-- Begin --

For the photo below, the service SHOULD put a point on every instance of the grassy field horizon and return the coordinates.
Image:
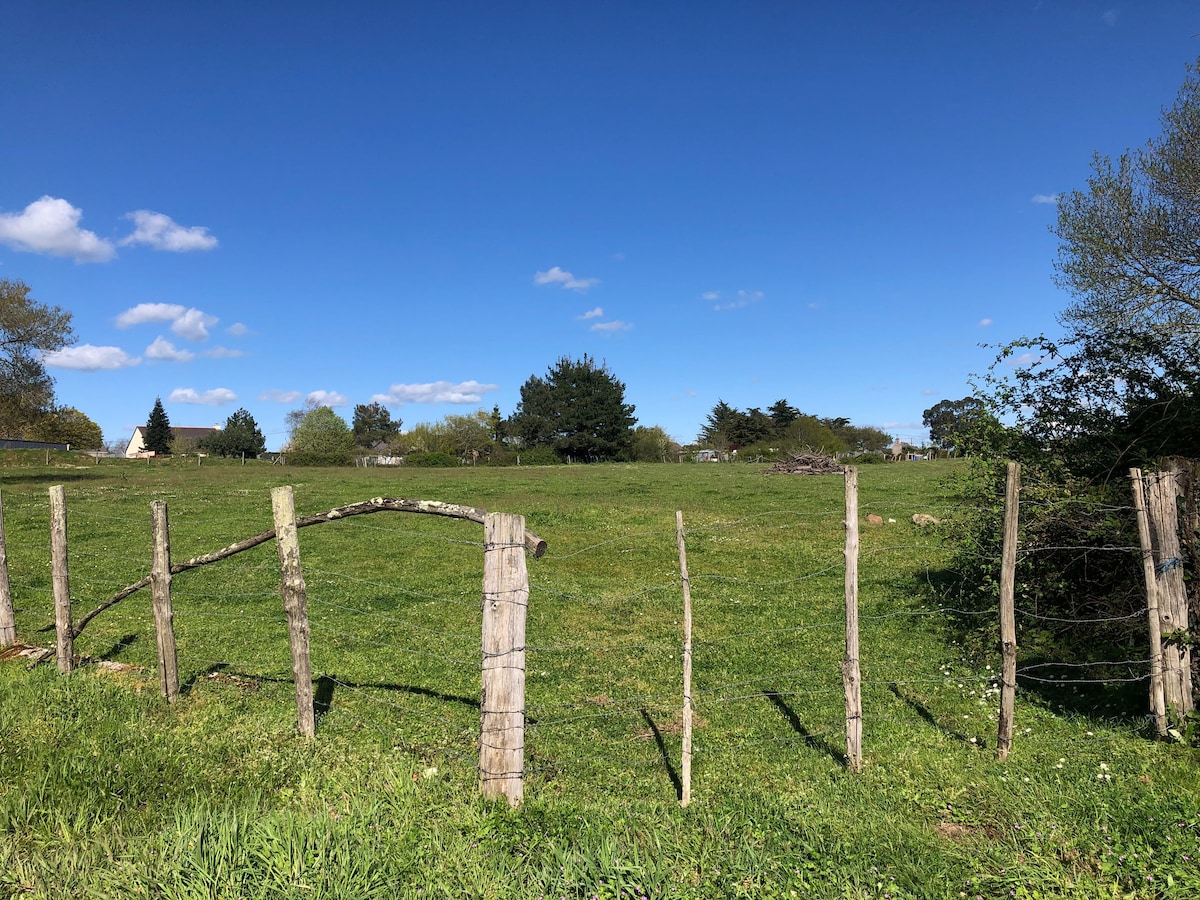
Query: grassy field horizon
(108, 791)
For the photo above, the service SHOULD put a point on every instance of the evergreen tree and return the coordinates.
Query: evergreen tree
(579, 409)
(159, 435)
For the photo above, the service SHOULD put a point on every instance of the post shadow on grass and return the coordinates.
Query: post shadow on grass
(663, 754)
(811, 739)
(186, 687)
(120, 645)
(924, 713)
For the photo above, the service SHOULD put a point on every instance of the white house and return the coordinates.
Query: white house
(137, 447)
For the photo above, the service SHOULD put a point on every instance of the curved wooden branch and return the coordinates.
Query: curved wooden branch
(534, 544)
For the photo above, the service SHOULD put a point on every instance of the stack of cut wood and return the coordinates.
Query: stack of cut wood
(807, 465)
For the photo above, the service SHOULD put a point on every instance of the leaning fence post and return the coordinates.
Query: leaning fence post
(7, 617)
(1008, 613)
(1157, 695)
(1173, 594)
(160, 589)
(61, 579)
(851, 675)
(502, 703)
(685, 768)
(295, 604)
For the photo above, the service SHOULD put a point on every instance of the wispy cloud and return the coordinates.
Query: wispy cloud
(160, 232)
(214, 397)
(51, 225)
(222, 353)
(277, 396)
(564, 279)
(190, 323)
(744, 299)
(165, 349)
(327, 399)
(435, 393)
(87, 358)
(611, 328)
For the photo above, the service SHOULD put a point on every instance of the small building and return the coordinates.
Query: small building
(137, 445)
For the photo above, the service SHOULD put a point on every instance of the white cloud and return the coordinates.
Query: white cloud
(52, 226)
(193, 325)
(160, 232)
(222, 353)
(162, 348)
(558, 276)
(85, 358)
(610, 328)
(142, 313)
(190, 323)
(435, 393)
(214, 397)
(328, 399)
(744, 299)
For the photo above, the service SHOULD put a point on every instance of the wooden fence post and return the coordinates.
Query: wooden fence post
(61, 579)
(7, 616)
(851, 675)
(1173, 598)
(685, 766)
(1008, 612)
(502, 703)
(1157, 697)
(295, 604)
(160, 589)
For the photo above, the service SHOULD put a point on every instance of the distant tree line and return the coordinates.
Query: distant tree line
(785, 427)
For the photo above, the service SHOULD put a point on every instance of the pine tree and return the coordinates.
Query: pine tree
(159, 433)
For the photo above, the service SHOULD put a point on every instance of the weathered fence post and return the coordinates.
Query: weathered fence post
(160, 589)
(851, 676)
(295, 604)
(7, 616)
(61, 579)
(685, 767)
(1008, 612)
(502, 703)
(1173, 598)
(1157, 697)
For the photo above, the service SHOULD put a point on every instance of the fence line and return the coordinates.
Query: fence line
(641, 715)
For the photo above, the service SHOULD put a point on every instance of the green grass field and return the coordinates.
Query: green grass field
(106, 791)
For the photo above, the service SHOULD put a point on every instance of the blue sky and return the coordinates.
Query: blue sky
(253, 204)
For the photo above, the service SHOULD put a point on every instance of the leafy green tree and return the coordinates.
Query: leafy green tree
(322, 438)
(28, 330)
(966, 426)
(579, 411)
(240, 436)
(67, 425)
(373, 425)
(653, 444)
(157, 435)
(1129, 253)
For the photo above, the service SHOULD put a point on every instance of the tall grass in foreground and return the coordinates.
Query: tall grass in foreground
(106, 791)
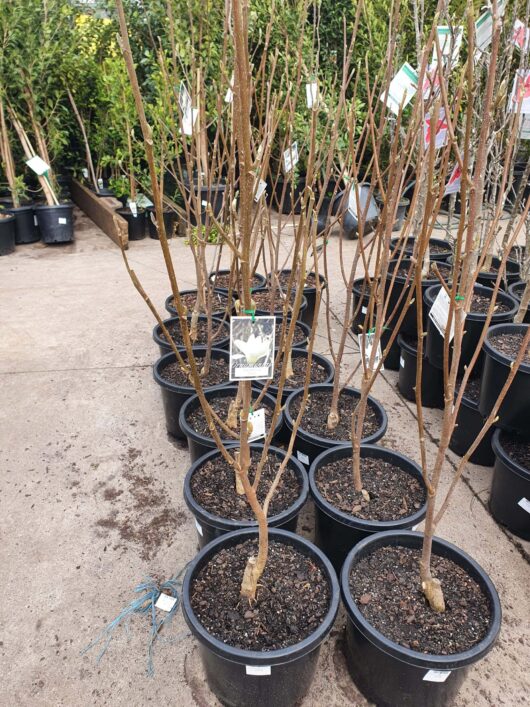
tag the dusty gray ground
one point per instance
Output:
(91, 491)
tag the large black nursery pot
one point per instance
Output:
(7, 234)
(56, 223)
(210, 526)
(26, 225)
(200, 444)
(510, 490)
(336, 532)
(277, 678)
(135, 224)
(474, 325)
(514, 412)
(391, 675)
(432, 390)
(309, 446)
(221, 342)
(174, 396)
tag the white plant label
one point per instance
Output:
(38, 165)
(437, 675)
(525, 504)
(258, 669)
(290, 157)
(257, 420)
(402, 88)
(165, 602)
(311, 94)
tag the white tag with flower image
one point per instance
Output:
(252, 347)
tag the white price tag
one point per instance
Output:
(437, 675)
(38, 165)
(165, 602)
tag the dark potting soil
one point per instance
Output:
(509, 345)
(213, 487)
(218, 373)
(220, 406)
(394, 493)
(517, 449)
(386, 587)
(291, 602)
(316, 413)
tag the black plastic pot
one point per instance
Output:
(170, 220)
(7, 234)
(510, 491)
(393, 676)
(514, 412)
(298, 353)
(199, 444)
(474, 325)
(278, 678)
(56, 223)
(164, 347)
(432, 391)
(469, 423)
(336, 532)
(26, 227)
(309, 446)
(135, 224)
(209, 526)
(174, 396)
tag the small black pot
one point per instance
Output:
(514, 412)
(469, 423)
(56, 223)
(199, 444)
(164, 347)
(209, 526)
(170, 222)
(474, 325)
(298, 353)
(7, 234)
(174, 396)
(510, 491)
(135, 224)
(432, 390)
(26, 227)
(336, 532)
(393, 676)
(278, 678)
(309, 446)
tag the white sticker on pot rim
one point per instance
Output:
(258, 669)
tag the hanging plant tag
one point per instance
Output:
(38, 165)
(290, 157)
(437, 675)
(165, 602)
(257, 420)
(402, 88)
(252, 347)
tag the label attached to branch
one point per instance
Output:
(402, 88)
(290, 157)
(38, 165)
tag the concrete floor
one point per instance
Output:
(91, 492)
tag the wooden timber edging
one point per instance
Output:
(102, 210)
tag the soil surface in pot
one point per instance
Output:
(315, 419)
(220, 406)
(517, 449)
(393, 492)
(509, 345)
(386, 587)
(213, 487)
(219, 333)
(218, 373)
(291, 602)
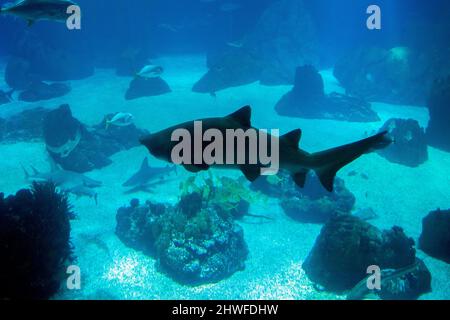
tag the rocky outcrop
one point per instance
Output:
(410, 147)
(308, 100)
(311, 204)
(438, 131)
(435, 237)
(143, 87)
(347, 246)
(283, 39)
(75, 148)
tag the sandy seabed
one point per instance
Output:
(399, 195)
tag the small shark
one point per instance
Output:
(38, 10)
(68, 181)
(298, 162)
(148, 176)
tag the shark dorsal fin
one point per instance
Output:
(292, 138)
(242, 116)
(144, 164)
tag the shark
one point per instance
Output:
(298, 162)
(38, 10)
(148, 176)
(68, 181)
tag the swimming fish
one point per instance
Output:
(38, 10)
(150, 71)
(147, 176)
(298, 162)
(121, 119)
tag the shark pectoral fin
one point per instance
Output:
(195, 168)
(242, 116)
(251, 172)
(300, 178)
(292, 138)
(327, 175)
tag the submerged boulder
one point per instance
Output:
(39, 90)
(438, 131)
(75, 148)
(398, 75)
(347, 246)
(283, 38)
(308, 100)
(193, 243)
(410, 147)
(435, 237)
(146, 87)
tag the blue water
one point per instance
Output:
(179, 35)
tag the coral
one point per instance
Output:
(347, 246)
(311, 204)
(435, 237)
(410, 147)
(194, 242)
(34, 242)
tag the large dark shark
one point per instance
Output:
(291, 158)
(36, 10)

-- End --

In your copy of the records, include no pictures; repeat everything else exactly.

» Written solution:
For the photo below, the service SHOULD put a point on every instance of the grassy field horizon and return the coordinates.
Image:
Query: grassy field horizon
(108, 791)
For the photo above, the service SHOULD put a point on every instance of the evergreen tree and return the coordinates.
Query: evergreen tree
(579, 409)
(159, 435)
For the photo above, the service SHOULD put a point on every instance of the post shadow on grass and return the coordinates.
Query: post shadow on grass
(663, 754)
(811, 739)
(186, 687)
(120, 645)
(924, 713)
For the photo above, the service SHOULD put a point on every instance of the white house and return the coordinates.
Query: white house
(137, 447)
For the photo above, the service SHOULD put a point on every instance of the curved wooden branch and return the coordinates.
Query: curved wooden branch
(534, 544)
For the photo above, the service SHOULD put a point on every instance of the stack of cut wood and return the coordinates.
Query: stack of cut wood
(807, 465)
For the photo above, the service SHOULD put a point on every instance of the leaning fence post and return the coordinates.
Query: leaning fence post
(7, 617)
(1008, 613)
(1157, 695)
(1173, 594)
(160, 589)
(61, 579)
(851, 675)
(502, 703)
(685, 768)
(295, 604)
For the photo above, the service SHOULD put a point on every instance of the wispy cloud and return the coordinates.
Query: wispy cloud
(160, 232)
(214, 397)
(51, 225)
(222, 353)
(277, 396)
(564, 279)
(190, 323)
(744, 299)
(165, 349)
(327, 399)
(435, 393)
(87, 358)
(611, 328)
For the photo above, the service SHOULD put a point on every instance of the small building and return the coordinates.
Query: small building
(137, 445)
For the photo above, the service SHOULD put a point on every instance of the white cloud and return the coordinates.
Query: white cloud
(52, 226)
(193, 325)
(160, 232)
(222, 353)
(162, 348)
(558, 276)
(85, 358)
(610, 328)
(142, 313)
(190, 323)
(435, 393)
(214, 397)
(328, 399)
(744, 299)
For the photo above, the service SHOULD put a point on every instance of the wooden fence post and return the coordinates.
Query: wooden fence post
(61, 579)
(7, 616)
(851, 675)
(1173, 598)
(685, 766)
(1008, 612)
(502, 703)
(1157, 697)
(295, 604)
(160, 589)
For the photo above, the service SHOULD put a point on every instance of the distant tree line and return the coordinates.
Query: distant tree line
(785, 427)
For the photo above, the service SHOULD put a point on every instance of the pine tree and return the coordinates.
Query: pine tree
(159, 433)
For the photo above, the service SHOULD put a point on every instance of the weathered fence post and return the coordinates.
Query: weathered fence post
(160, 589)
(851, 676)
(295, 604)
(7, 616)
(61, 579)
(685, 767)
(1008, 612)
(502, 703)
(1173, 598)
(1157, 697)
For the photo above, the service SHOULD put a point on every instance of the fence line and return the coordinates.
Query: fence line
(641, 715)
For the photo above, the service SHOULD put a point on every instance of the green grass field and return the coordinates.
Query: green grass field
(106, 791)
For the photo above, the service SHOULD put a point on every instance of the blue sky and return the coordinates.
Query: blue sky
(253, 204)
For the photo above, the service SHOULD put a point on every instance of the leafy green tree and return the coordinates.
Query: leafy green tree
(322, 438)
(28, 330)
(966, 426)
(579, 411)
(240, 436)
(67, 425)
(373, 425)
(653, 444)
(157, 435)
(1129, 253)
For the photo above, the service SHOULD put a point on every instance of the tall grass in foreground and return the coordinates.
Query: tall grass in foreground
(106, 791)
tag the dusty gray ground
one point per instance
Output:
(91, 491)
tag the large black nursery pot
one point per instance
Output:
(7, 234)
(56, 223)
(210, 526)
(26, 225)
(200, 444)
(510, 490)
(336, 532)
(277, 678)
(135, 224)
(474, 325)
(514, 412)
(391, 675)
(432, 390)
(309, 446)
(221, 342)
(174, 396)
tag the white plant label
one point per instance
Output:
(38, 165)
(437, 675)
(525, 504)
(258, 669)
(290, 157)
(257, 420)
(402, 88)
(165, 602)
(311, 94)
tag the white tag with flower image
one point per instance
Output:
(252, 347)
tag the white price tag
one point per instance
Output:
(437, 675)
(38, 165)
(165, 602)
tag the dark potting soil
one point per instance
Output:
(509, 345)
(213, 487)
(218, 373)
(220, 406)
(394, 493)
(517, 449)
(386, 587)
(291, 602)
(316, 413)
tag the black plastic pot
one point per instance
Output:
(170, 220)
(7, 234)
(510, 491)
(393, 676)
(514, 412)
(298, 353)
(199, 444)
(474, 325)
(278, 678)
(56, 223)
(164, 347)
(432, 391)
(469, 423)
(336, 532)
(26, 227)
(309, 446)
(135, 224)
(209, 526)
(174, 396)
tag the small black pot
one point per instance
Output:
(514, 412)
(469, 423)
(56, 223)
(199, 444)
(164, 347)
(209, 526)
(170, 222)
(474, 325)
(298, 353)
(7, 234)
(174, 396)
(510, 491)
(135, 224)
(432, 390)
(26, 227)
(336, 532)
(393, 676)
(278, 678)
(309, 446)
tag the white sticker on pot rim
one point per instance
Output:
(258, 669)
tag the hanging plant tag
one point per instance
Output:
(38, 165)
(290, 157)
(437, 675)
(165, 602)
(257, 420)
(402, 88)
(252, 347)
tag the label attached to branch
one point per instance
Output:
(402, 88)
(290, 157)
(38, 165)
tag the concrete floor
one point per instance
Output:
(91, 492)
tag the wooden timber edging
one point per instance
Output:
(102, 210)
tag the soil surface in pot
one point per instance
Output:
(315, 419)
(220, 406)
(517, 449)
(393, 492)
(509, 345)
(386, 587)
(213, 487)
(219, 333)
(218, 373)
(291, 602)
tag the rocky outcrop
one point per instance
Output:
(410, 147)
(308, 100)
(311, 204)
(438, 131)
(435, 237)
(143, 87)
(347, 246)
(283, 39)
(75, 148)
tag the sandy seabed
one point per instance
Output:
(399, 195)
tag the small shark
one point per instance
Output:
(38, 10)
(68, 181)
(298, 162)
(148, 176)
tag the shark dorsal fin
one point per instance
Output:
(292, 138)
(242, 116)
(144, 164)
tag the shark
one point per instance
Output:
(298, 162)
(38, 10)
(148, 176)
(68, 181)
tag the swimming fish
one point per instance
Output:
(38, 10)
(150, 71)
(147, 176)
(298, 162)
(121, 119)
tag the shark pectoral fin
one point per instance
Output:
(195, 168)
(242, 116)
(251, 172)
(300, 178)
(292, 138)
(327, 175)
tag the submerged boulder
one point per instance
Output:
(39, 90)
(438, 131)
(75, 148)
(398, 75)
(347, 246)
(283, 38)
(308, 100)
(193, 243)
(410, 147)
(435, 237)
(146, 87)
tag the blue water
one point per instance
Output:
(179, 35)
tag the coral
one point per instance
Output:
(347, 246)
(311, 204)
(435, 237)
(410, 147)
(194, 242)
(34, 242)
tag the large dark shark
one point per instance
Output:
(291, 158)
(36, 10)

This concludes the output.